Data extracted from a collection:
=== Begin Enclosure ===
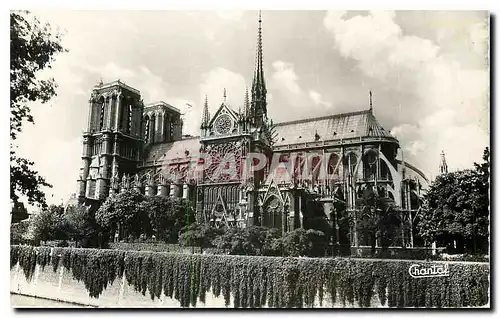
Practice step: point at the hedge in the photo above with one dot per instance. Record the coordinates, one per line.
(153, 247)
(255, 281)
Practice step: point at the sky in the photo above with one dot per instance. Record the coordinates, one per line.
(428, 71)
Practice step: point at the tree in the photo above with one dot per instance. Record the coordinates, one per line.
(80, 224)
(126, 209)
(33, 47)
(301, 242)
(199, 235)
(48, 224)
(168, 216)
(19, 212)
(377, 218)
(457, 209)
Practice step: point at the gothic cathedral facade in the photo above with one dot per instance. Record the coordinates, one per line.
(129, 145)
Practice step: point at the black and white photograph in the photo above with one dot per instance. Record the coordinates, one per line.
(250, 159)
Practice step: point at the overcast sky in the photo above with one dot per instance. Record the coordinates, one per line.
(428, 72)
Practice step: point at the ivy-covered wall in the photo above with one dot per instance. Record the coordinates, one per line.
(248, 282)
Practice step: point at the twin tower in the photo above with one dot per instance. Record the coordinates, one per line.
(119, 129)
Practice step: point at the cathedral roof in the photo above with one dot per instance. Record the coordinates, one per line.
(330, 128)
(177, 150)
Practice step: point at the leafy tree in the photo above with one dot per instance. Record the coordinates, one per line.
(301, 242)
(377, 218)
(457, 209)
(199, 235)
(253, 240)
(80, 223)
(18, 232)
(48, 224)
(168, 216)
(33, 47)
(126, 209)
(19, 212)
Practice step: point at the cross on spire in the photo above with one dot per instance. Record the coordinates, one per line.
(371, 104)
(259, 92)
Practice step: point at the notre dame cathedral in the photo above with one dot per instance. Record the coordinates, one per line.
(130, 145)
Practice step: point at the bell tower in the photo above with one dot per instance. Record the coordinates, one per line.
(112, 142)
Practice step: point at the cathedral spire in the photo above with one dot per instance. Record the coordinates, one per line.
(443, 167)
(371, 104)
(205, 119)
(259, 92)
(246, 108)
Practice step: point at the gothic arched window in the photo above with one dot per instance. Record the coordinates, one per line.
(101, 113)
(370, 165)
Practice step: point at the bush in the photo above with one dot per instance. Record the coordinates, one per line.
(259, 281)
(145, 216)
(198, 235)
(81, 225)
(18, 232)
(302, 242)
(48, 224)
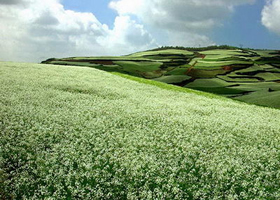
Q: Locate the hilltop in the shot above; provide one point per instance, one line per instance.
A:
(79, 133)
(248, 75)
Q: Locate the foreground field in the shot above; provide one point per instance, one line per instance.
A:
(224, 70)
(80, 133)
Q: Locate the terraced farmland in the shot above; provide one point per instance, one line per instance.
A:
(239, 71)
(71, 132)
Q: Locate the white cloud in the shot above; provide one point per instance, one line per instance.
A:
(33, 30)
(180, 15)
(271, 16)
(187, 22)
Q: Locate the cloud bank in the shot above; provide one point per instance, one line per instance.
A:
(271, 16)
(33, 30)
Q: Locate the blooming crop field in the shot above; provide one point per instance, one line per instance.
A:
(81, 133)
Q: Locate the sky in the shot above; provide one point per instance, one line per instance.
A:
(34, 30)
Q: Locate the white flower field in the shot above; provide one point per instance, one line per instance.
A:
(80, 133)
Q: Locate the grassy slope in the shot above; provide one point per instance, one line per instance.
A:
(81, 133)
(186, 67)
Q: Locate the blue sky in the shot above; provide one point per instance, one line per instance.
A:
(242, 28)
(100, 8)
(33, 30)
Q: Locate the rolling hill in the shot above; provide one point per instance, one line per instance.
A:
(248, 75)
(72, 132)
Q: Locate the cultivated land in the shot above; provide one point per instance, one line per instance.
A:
(80, 133)
(242, 74)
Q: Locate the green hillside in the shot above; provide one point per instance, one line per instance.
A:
(228, 71)
(79, 133)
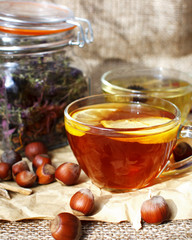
=== End Enclosure ===
WORK ORDER:
In the data above, find each line that has the word "cloud" and copy it out.

EXERCISE OUTPUT:
Q: Locate the white cloud in the shot above; provide one point per instance, one line per instance.
Q: Locate the cloud bank in the shot above; provide one point per instance, one line per instance.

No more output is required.